9 Kasım 2007 Cuma

fatiha tefsiri (ahmed hamdi akseki)

FÂTİHA SÛRESİ


MÂNÂSI
Hamd (övmek, övülmek); O, âlemlerin Rabbi, O Rahmân, Rahîm, O, âhiret gününün mâliki
Allâh'ın (hakkı) dır. O'na mahsustur. İlâhi! Yalnız Sana ibâdet ve kulluk ederiz, sade
Sen'den yardım dileriz. Bizi doğru yola hidâyet eyle. Kendilerine bol bol nîmet verdiğin
bahtiyarların yoluna, ki onlar ne azıp sapmış, ne de gazabına uğramışlardır. (Duâmızı
kabul eyle Allâh'ım!)
Tefsir - Bu sûre yedi âyettir. Kur'ân bununla başlar. Buna "Fâtiha, El-Hamdü'li'llâh" sûresi
denir. Beş vakit namazın her rek'atında bu sûreyi okumak vâciptir. Bu bakımdan her namazcı
müslüman, bu sûreyi günde kırk kere, hiç değilse on yedi kere okuyacak demektir. (1) Bu sûre,
bize Allâh'ı sıfatlarıyla bildiriyor. Allâh'a nasıl îman ve ibâdet etmek lâzım geldiğini tâlim ediyor. Bizi
dünya ve âhiret saâdetine götürecek yolu gösteriyor.
Şimdi bu âyetlerin mânâlarını kısaca îzah edelim:
"El-Hamdü; hamd" övmek demektir. Allâh bütün kemâl sıfatları kendisinde toplanmış, eksik
sıfatlardan ârî, her varlığın yaratıcısı olan Vâcibü'l-vücûd'dur.
Rabb, burada Allâh'ın sıfatıdır, yaratıklarını terbiye eden, besleyip büyüten, istediği gibi kalıptan
kalıba geçiren, onlara yap, yapma diye tekliflerde bulunan, bazan sevindiren, bazan korkutan ve
yavaş yavaş yetiştirip kemâle erdiren... Kısaca: Terbiyenin bütün lâzımlarına mâlik olan en
kuvvetli ve en mükemmel bir mürebbî demektir.
Âlemîn = Âlemler; canlı cansız, gördüğümüz ve görmediğimiz bütün varlık âlemi demektir.
Rahmân, burada Allâh'ın ikinci sıfatı olup pek merhametli, sonsuz ve umûmî rahmet sahibi
demektir.
Başka bir deyişle Rahmân; her mevcuda yaradılışının icab ettirdiği gayeye göre bir takım
kabiliyetler veren, şahsının ve nev'inin yaşaması için gereken her şeyi hepsine birden -bunların
isteyip istemediğine, çalışıp çalışmadığına, îmanlı veya îmansız olduğuna bakmayarak- vermiş olan
ezelî, geniş, sonsuz rahmet sahibi demektir.

Ham Kayıtlar:
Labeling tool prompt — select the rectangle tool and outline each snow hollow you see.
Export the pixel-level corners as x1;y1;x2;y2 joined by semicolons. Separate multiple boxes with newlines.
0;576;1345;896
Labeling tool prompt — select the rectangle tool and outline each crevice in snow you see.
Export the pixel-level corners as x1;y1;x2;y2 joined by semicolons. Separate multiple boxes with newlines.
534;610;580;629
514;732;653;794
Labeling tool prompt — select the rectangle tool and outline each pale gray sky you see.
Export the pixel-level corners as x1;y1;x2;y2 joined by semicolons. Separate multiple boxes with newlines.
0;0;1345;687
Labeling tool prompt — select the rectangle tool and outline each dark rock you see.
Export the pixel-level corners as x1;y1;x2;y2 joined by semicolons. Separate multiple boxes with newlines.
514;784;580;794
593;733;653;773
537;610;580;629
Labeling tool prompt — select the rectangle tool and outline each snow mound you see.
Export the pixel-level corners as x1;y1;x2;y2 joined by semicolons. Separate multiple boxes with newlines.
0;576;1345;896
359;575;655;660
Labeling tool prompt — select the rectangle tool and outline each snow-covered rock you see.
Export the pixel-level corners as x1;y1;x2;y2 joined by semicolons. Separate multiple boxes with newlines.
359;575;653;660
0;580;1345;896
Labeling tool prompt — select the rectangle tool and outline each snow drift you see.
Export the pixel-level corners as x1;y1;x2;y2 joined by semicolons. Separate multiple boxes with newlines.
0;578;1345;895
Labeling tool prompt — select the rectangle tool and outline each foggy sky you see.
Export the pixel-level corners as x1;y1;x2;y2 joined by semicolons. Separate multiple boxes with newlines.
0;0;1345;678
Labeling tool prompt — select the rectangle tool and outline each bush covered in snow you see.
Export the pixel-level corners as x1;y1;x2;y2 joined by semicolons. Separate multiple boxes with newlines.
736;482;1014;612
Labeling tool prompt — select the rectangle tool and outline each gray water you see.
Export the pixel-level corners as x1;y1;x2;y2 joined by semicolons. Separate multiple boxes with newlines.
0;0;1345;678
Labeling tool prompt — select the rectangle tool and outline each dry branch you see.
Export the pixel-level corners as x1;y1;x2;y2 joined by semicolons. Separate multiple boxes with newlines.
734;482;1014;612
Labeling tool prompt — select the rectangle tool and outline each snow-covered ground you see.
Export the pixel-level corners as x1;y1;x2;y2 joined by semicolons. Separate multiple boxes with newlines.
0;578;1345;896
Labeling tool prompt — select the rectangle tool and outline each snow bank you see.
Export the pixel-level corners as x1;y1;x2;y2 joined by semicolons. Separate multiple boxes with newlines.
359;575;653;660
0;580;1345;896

Yapılacak Alıştırmalar:
[A] Fâtiha tefsirinde "Tefsir - Bu sûre yedi âyettir" diye başlayan paragrafı, temel bilgilerini koruyarak kısa bir madde listesine çevirin.
[B] Fâtiha tefsirini bittiği yerden aynı üslupla devam ettirin.

Beklenen Çıktılar:
[A]
- Fâtiha yedi âyettir ve Kur'ân onunla başlar.
- "Fâtiha" ya da "El-Hamdü'li'llâh" sûresi diye anılır.
- Beş vakit namazın her rek'atında okunması vâciptir. Bu yüzden namaz kılan bir müslüman onu günde kırk kez, en az on yedi kez okur.
- Allâh'ı sıfatlarıyla tanıtır ve O'na nasıl îman ve ibâdet edileceğini öğretir.
- Dünya ve âhiret saâdetine götüren yolu gösterir.

[B]
Binâenaleyh, Rahmân olması bakımından, Allâh'ın rahmeti o kadar geniş ve umûmîdir ki, hiç bir
mevcut onun dışında kalamaz. Âlemde her şeyin ilk olarak varlığı da, varlığın bekâsı da yalnız Allah
iledir. Her şeye varlık veren ve varlığını devam ettirecek nice nice nîmetler bağışlayan O'dur.
Bunları verirken canlıyı cansızdan, îmanlıyı îmansızdan ayırt etmemiştir. Yarattığı her mevcuda,
yaşaması için gereken şeyleri daha önceden vermiştir. Çünkü Allah, Rahmân sıfatiyle muttasıftır.
Rahmân, O'nun Esmâ-i Hüsnâ'sındandır.
Rahîm; çok merhamet edici demektir. Bu da, Allâh'ın üçüncü sıfatıdır. Bu da çok merhametli
mânâsına ise de bu, daha husûsî bir mahiyettedir. Allâh'ın Rahîm sıfatiyle muttasıf olmasından
şunu anlıyoruz ki: Akıl ve iradeye, iyiyi kötüden seçmek kudretine malik olarak yaratmış olduğu
insanlara, Allâh'ın sonraki nîmetleri bir değildir ve bir olmayacaktır. Allâh'ın bu nimetlerine
kavuşmak için her şeyden evvel, insanın iradesini sarfederek çalışması, Allâh'ın gösterdiği yoldan
yürümesi şarttır. Herkes kazancına bağlıdır. Amma Allâh isterse onun bir amelini bin bir mükâfât ile
de karşılar. Bu da Rahîm sıfatının muktezâsıdır.
Mâliki yevmi'd-dîn = Allâh, Din günü'nün Mâliki'dir. Bu da Sûre-i celîlede Allâh'ın dördüncü
sıfatıdır. Din günü, cezâ ve mükâfatın tahakkuk edeceği son gün, yani âhiret günü demektir.
Fâtiha'nın başında "Öğmek, öğülmek yalnız Allâh'a mahsustur" denildikten sonra, Allâh'ın bu
dört sıfatının böylece arka arkaya getirilmesi, en yüksek saygı ile tâzimin, en ciddî bir öğmenin
neden dolayı Allâh'a has olduğunun hikmet ve mânâsını da açıkça göstermektedir. Şimdi mânâ şu
demek olur: "En yüksek hürmet ve tâzim, öğmek ve öğülmek yalnız Allâh'ın hakkıdır.
Çünkü O, Rabbû'l-âlemîndir. Çünkü O, Rahmân'dır, Rahîm'dir. Çünkü O, Din Günü'nün
Mâliki'dir."
"Din Günü'nün Mâliki'dir = Mâliki yevmi'd-dîn" âyet-i celîlesi şunu da haber veriyor ki: Allâhu
Teâlâ insanın yaptığı her iyi işi mutlaka âhirette mükâfatlandırır; fakat günâh işleyenlere de
isterse adı ile muamele ederek cezâ verir, ister lûtfiyle muamele ederek cezâlandırmaz. Çünkü
Allah mutlak Mâlik ve Hâkim'dir, kendisine karşı işlenen bir günahı affetmek hususunda adâlet
kaydiyle bağlı değildir.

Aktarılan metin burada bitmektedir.